* Task details *
Omitting all images, output the entries that follow exactly as written.

* Exercise data *
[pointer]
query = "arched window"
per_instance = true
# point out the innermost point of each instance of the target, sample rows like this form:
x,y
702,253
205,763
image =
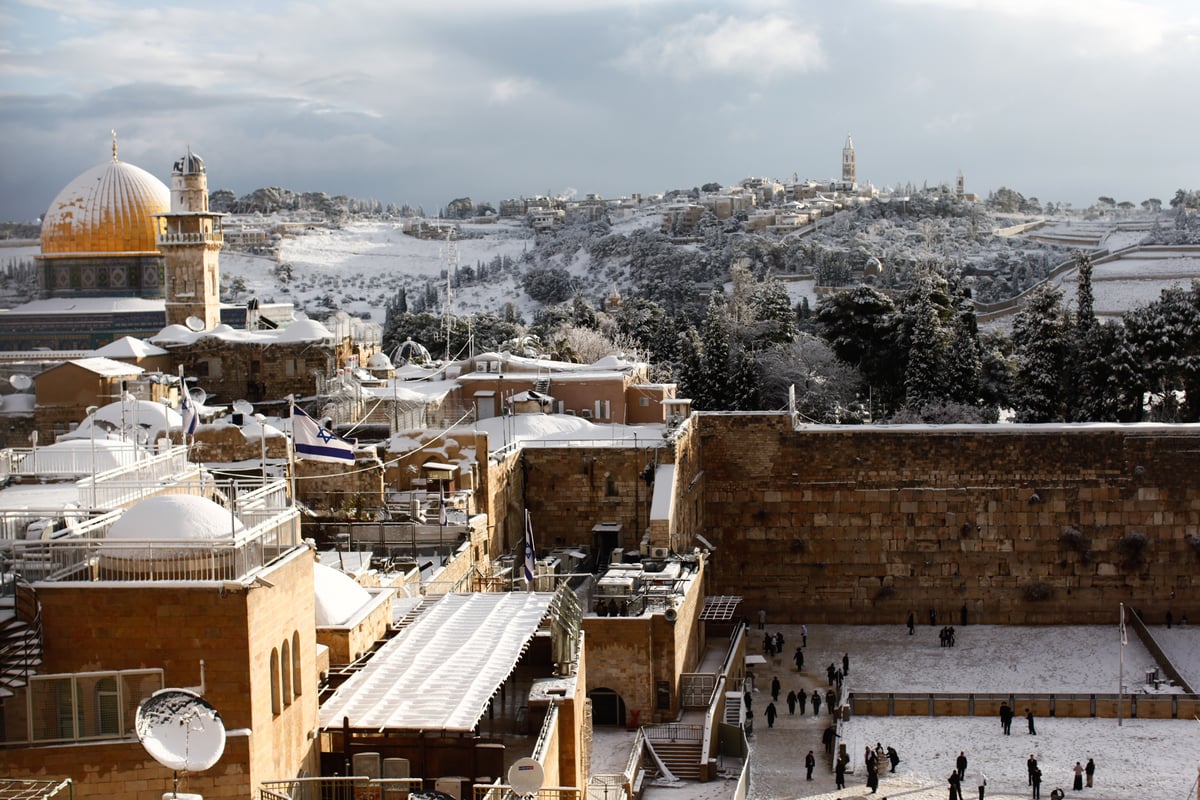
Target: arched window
x,y
286,672
295,663
275,681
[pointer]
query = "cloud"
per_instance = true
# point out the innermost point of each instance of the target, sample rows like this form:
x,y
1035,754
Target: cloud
x,y
1091,26
707,44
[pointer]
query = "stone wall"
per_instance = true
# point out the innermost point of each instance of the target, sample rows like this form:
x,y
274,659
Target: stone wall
x,y
1013,524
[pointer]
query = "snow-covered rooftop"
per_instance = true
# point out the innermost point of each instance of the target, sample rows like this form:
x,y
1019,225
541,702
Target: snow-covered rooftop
x,y
441,671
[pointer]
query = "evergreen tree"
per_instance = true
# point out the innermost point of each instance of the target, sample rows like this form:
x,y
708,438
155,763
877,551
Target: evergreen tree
x,y
1041,343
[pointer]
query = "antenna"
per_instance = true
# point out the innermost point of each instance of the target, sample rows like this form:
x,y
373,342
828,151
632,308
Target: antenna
x,y
180,731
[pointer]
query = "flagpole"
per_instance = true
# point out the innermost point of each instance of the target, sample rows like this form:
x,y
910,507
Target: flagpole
x,y
292,450
1121,674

* Answer section *
[pointer]
query = "arched window"
per_instance = true
# point out the innermost point of each instance of the target, sample rows like this form:
x,y
702,253
205,763
image =
Target: arched window
x,y
286,672
295,663
275,681
[pointer]
query = "cloud"
per_instance = true
# point out the innermost point of each instance of the target, sample rows like this form:
x,y
1035,754
Target: cloud
x,y
1091,26
707,44
[pointer]
query = "stone wall"
per_instance = true
# point out the innermost point of each instance of the target, sample rows like this form:
x,y
274,659
Target: stone wall
x,y
1013,524
[pointer]
query = "snow-covered rooftop"
per_instance = true
# point out the innermost point of each instance of the target, sample rows like this form:
x,y
1019,225
541,702
Target: snow-covered rooftop
x,y
441,671
[pointer]
query = "evergreen tree"
per_instance = true
# point out the innermost point of each instance of the target, sample rows like this form:
x,y
708,438
155,763
877,551
Target: evergreen tree
x,y
1041,343
[pointer]
query = "antenna"
per_instance = true
# point out the innermost point of each instance of the target, sample rows like this form:
x,y
373,342
828,151
632,308
Target: antenna
x,y
180,731
[pointer]
query = "flagpole"
per_instance = true
# point out the innermost point of each instance of the target, sample rows like this form:
x,y
910,507
Target: flagpole
x,y
292,450
1121,674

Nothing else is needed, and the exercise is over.